**The records**
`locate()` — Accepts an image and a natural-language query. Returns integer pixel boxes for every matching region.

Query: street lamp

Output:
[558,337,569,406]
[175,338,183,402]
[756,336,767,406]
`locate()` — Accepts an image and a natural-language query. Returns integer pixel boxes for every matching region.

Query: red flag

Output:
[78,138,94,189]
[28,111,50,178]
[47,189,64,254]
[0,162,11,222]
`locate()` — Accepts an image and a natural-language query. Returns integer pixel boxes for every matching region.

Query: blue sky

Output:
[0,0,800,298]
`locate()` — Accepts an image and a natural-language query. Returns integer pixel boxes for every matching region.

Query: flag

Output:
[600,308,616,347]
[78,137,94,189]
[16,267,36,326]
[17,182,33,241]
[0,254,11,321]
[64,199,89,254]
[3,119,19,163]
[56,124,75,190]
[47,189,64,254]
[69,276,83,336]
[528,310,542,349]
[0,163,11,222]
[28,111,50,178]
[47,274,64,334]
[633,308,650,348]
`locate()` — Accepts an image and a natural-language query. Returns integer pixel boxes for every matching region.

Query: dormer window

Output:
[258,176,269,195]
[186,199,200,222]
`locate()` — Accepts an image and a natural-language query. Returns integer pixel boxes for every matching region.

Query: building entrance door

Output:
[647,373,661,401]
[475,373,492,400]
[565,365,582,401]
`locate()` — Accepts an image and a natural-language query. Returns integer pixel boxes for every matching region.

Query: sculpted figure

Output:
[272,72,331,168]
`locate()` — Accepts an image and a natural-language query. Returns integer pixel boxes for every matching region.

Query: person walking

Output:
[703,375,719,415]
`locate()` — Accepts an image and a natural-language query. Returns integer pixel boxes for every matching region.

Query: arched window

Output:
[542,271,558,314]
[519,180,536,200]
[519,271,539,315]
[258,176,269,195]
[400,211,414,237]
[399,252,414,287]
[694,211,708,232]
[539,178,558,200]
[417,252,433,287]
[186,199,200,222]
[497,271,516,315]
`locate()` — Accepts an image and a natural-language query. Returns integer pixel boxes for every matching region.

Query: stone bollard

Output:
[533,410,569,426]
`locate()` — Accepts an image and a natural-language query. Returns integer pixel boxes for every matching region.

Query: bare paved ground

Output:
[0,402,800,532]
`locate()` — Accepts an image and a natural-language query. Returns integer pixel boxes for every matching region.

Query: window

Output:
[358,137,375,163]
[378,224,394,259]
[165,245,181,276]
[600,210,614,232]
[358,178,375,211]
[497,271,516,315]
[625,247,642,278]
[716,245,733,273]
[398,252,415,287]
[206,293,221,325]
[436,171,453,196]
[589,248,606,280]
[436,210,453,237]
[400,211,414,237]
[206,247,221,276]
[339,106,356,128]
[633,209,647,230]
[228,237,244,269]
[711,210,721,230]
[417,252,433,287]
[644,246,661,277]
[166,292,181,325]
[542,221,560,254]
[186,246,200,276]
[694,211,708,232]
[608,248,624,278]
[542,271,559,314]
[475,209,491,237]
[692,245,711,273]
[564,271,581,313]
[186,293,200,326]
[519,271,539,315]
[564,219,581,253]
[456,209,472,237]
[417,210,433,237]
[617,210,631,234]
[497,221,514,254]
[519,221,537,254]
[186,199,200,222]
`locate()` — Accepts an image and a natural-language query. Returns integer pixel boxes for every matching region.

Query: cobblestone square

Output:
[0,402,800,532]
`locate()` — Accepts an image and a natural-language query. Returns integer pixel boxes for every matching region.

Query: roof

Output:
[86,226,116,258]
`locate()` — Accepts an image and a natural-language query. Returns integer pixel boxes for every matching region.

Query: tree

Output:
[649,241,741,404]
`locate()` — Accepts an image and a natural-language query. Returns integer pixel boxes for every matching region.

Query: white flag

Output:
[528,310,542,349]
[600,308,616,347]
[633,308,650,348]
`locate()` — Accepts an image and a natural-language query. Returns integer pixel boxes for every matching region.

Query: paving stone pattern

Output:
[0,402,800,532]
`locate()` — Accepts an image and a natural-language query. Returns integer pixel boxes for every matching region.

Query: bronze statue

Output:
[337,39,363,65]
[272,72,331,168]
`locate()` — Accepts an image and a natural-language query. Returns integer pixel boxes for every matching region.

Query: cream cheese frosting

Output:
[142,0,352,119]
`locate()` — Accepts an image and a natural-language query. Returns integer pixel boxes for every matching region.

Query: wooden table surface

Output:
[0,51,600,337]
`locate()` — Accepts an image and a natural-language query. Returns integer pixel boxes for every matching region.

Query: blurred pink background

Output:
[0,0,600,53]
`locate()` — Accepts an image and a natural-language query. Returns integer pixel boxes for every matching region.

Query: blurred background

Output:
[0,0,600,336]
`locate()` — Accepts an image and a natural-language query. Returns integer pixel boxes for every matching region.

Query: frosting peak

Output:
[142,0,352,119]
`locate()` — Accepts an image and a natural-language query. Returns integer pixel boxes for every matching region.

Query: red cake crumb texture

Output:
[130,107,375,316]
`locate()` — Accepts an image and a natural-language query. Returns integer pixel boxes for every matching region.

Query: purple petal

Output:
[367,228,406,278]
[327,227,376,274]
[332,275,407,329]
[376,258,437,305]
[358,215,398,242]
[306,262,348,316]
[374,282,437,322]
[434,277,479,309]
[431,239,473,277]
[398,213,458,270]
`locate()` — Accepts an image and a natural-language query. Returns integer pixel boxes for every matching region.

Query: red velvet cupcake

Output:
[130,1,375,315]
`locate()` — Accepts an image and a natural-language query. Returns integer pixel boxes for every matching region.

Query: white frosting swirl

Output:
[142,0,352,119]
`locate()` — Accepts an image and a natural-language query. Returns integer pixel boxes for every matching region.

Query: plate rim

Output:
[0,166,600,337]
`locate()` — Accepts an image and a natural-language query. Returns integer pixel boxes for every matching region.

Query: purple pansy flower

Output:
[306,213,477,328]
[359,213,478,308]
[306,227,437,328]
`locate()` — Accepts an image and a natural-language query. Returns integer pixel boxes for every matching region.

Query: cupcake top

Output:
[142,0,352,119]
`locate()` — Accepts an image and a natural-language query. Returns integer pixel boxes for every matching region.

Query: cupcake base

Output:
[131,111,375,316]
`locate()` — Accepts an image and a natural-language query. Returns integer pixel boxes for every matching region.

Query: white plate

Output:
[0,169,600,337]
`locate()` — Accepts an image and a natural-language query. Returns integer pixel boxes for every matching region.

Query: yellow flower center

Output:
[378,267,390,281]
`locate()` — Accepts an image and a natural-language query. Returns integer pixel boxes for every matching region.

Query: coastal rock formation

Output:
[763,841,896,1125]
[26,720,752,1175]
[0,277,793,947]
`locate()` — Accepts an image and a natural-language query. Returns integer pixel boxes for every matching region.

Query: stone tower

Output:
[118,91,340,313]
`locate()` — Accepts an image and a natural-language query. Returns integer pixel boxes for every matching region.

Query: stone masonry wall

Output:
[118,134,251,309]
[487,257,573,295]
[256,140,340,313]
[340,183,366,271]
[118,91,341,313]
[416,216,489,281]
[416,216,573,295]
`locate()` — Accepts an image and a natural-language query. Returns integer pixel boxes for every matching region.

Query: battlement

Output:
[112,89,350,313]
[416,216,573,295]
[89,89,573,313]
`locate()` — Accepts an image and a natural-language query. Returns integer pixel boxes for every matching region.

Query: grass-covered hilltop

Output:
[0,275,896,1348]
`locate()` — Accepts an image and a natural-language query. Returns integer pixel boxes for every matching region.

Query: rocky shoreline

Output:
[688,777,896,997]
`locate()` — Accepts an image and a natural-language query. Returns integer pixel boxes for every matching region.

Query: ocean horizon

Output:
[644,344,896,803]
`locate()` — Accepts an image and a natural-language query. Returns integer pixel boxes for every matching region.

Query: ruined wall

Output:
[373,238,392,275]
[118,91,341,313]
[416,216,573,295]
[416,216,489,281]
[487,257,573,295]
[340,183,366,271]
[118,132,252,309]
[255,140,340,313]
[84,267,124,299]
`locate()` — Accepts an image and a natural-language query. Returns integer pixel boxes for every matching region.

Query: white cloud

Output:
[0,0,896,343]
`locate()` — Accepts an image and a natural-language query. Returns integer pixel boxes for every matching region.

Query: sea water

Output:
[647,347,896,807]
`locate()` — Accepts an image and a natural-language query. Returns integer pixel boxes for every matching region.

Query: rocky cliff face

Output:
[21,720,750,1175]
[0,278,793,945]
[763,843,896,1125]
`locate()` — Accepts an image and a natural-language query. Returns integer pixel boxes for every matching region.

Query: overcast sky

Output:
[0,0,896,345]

**Task**
Reproduce the records word for word, from their first line down to the line with "[0,0,800,298]", both lines included.

**Written solution**
`locate()` — Accepts an image and a natural-language query. Returns integer pixel boxes for every matching region.

Query: street lamp

Output:
[558,337,569,406]
[175,338,183,402]
[756,336,767,406]
`locate()` — Accepts an image and a natural-language query. Returns integer pixel boxes for every matching region.

Query: red flag

Output:
[78,138,94,189]
[28,111,50,178]
[47,189,64,254]
[0,162,11,222]
`locate()` — Accepts an image and a natural-language query. Returns integer pixel boxes for every matching region.

Query: blue sky

Output:
[0,0,800,298]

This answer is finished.